_Supplied text_
Native plants can be better choices for many landscaping applications, because they:

  • Are adapted to local climate, soil, and hydrologic conditions
  • Possess natural defenses to pests and diseases
  • Provide food and habitat to wildlife
  • Support a healthy pollinator population
  • Tend to be less invasive
  • Tend to require less maintenance, irrigation, fertilizers, pesticides
  • Safeguard biodiversity and a balanced ecosystem.

Interest in creating natural, pollinator, and habitat gardens, as well as installing various green infrastructure technologies (e.g., bioretention basins, rain gardens, and planted riparian buffers) for improved stormwater management is driving much of the current demand for using native plants. This leads to some frequent questions:

  • What exactly is a native plant?
  • Which plants are native?
  • Where does one obtain plants that qualify as being native?
  • Does it matter if a plant is purely native?

Simply put, native plants are indigenous — that is, they occur naturally in the region in which they evolved.  They have adapted to the local ecosystem over a long period of time and in conjunction with other living organisms, which means they are an integral part of the ecosystem.  But, from there it gets complicated.  What is local? What is the region?

There are many lists available identifying those plants that are native by state or by county. Check with your local native plant society or extension service. One thorough source of native plant information searchable by state is the USDA Plants Database.

_Source information_
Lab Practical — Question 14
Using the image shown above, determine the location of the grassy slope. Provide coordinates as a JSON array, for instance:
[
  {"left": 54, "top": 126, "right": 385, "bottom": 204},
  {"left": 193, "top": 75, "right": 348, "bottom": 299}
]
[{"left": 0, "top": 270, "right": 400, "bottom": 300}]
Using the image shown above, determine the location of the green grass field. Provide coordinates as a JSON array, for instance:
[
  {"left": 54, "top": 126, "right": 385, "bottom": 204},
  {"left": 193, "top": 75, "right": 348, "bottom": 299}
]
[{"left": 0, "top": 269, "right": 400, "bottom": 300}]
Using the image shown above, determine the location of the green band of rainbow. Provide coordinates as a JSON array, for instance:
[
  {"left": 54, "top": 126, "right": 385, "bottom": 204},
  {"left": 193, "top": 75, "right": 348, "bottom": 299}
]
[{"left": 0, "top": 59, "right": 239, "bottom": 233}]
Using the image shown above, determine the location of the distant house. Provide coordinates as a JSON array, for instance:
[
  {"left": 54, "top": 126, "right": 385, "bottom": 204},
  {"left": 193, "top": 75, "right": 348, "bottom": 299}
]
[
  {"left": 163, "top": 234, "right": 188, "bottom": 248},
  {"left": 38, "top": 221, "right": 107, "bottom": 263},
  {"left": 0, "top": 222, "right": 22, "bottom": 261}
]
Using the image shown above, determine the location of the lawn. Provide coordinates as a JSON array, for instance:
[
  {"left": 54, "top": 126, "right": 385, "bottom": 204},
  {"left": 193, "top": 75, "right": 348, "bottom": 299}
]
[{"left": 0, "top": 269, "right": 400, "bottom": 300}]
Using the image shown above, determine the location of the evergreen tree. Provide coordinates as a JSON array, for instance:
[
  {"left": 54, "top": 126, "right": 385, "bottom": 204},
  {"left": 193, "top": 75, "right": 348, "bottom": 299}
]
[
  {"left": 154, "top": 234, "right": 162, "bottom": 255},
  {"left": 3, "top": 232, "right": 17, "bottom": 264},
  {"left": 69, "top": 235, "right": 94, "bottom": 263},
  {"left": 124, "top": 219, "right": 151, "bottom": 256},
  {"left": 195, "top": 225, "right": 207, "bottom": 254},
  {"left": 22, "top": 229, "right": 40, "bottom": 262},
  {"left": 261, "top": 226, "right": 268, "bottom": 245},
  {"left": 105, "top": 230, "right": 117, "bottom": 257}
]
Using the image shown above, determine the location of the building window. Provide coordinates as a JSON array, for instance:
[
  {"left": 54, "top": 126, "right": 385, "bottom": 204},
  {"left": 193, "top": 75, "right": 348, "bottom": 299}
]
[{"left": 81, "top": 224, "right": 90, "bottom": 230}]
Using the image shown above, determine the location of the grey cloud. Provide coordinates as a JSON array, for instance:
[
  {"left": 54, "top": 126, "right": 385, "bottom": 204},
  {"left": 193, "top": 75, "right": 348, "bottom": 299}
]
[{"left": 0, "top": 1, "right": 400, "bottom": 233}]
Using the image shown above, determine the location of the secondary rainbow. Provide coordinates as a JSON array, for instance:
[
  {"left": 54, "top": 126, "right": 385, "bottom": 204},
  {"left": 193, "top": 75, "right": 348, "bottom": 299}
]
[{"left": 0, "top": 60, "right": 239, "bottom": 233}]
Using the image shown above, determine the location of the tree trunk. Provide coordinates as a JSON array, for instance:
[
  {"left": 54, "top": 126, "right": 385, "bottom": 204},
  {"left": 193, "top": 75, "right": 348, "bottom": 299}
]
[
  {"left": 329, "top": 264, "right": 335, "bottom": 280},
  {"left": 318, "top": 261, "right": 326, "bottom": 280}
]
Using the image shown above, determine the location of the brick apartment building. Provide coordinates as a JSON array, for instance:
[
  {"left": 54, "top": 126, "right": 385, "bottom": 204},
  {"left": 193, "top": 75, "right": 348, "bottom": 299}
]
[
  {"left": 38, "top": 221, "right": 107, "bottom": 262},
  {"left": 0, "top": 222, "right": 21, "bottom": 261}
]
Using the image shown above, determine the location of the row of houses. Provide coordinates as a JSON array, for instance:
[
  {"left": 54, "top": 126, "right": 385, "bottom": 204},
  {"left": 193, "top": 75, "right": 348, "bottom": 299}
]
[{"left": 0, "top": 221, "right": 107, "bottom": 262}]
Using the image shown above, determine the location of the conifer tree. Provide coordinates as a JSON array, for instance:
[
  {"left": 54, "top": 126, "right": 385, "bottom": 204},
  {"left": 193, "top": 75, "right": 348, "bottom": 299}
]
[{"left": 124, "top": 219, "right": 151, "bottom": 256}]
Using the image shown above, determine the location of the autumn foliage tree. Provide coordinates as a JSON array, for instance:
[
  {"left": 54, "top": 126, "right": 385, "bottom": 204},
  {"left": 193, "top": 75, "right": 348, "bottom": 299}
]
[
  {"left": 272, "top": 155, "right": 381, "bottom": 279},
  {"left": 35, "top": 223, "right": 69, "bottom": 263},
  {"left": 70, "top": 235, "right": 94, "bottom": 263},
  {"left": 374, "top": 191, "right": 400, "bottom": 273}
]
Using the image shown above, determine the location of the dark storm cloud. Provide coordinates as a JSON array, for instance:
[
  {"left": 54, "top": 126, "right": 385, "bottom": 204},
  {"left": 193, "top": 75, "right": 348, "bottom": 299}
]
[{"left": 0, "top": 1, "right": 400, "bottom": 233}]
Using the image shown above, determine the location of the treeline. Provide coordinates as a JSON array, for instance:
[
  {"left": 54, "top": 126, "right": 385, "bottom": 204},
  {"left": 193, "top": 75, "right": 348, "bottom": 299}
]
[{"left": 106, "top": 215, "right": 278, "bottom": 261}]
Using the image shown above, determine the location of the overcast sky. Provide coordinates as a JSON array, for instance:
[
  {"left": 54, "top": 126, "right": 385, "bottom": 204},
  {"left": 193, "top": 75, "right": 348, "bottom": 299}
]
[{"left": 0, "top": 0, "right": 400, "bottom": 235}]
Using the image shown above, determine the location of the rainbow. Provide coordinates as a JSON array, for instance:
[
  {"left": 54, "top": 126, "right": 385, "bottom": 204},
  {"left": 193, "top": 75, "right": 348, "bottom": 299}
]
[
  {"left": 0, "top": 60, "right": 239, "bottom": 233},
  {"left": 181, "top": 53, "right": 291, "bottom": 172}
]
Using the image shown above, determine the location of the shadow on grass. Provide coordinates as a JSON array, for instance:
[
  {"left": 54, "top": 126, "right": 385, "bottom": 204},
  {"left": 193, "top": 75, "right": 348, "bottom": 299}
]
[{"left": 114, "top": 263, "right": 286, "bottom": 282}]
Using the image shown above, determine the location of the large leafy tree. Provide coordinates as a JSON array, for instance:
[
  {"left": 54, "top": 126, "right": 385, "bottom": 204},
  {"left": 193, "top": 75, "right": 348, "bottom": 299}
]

_Problems to solve_
- a) From the native plants passage, set down word for word the part that opens with "Native plants can be better" and closes with "a balanced ecosystem.".
- b) Name every example of a green infrastructure technology that the native plants passage gives.
- c) Extend the native plants passage, picking up right after its final sentence.
The records have nothing to do with the native plants passage.

_Results_
- a)
Native plants can be better choices for many landscaping applications, because they:

  • Are adapted to local climate, soil, and hydrologic conditions
  • Possess natural defenses to pests and diseases
  • Provide food and habitat to wildlife
  • Support a healthy pollinator population
  • Tend to be less invasive
  • Tend to require less maintenance, irrigation, fertilizers, pesticides
  • Safeguard biodiversity and a balanced ecosystem.

- b) Bioretention basins, rain gardens, planted riparian buffers

- c)
But a list by state, county or region can only be partially accurate, because ecosystems do not evolve within political boundaries.  So, unless you are sourcing your plants from the immediate vicinity, they will probably not be perfect natives.  And trying to transplant native plants from the wild has limits, including lower survival rates and, of course, obtaining permission from property owners.

So how close does your plant nursery or garden center need to be to ensure your purchased plants will function well within your native ecosystem garden?  Sometimes it is suggested to limit your sources to no farther away than 50 miles, or 100 miles.  Again, this is completely arbitrary and no different than suggesting you only buy plants cultivated within your own county or state.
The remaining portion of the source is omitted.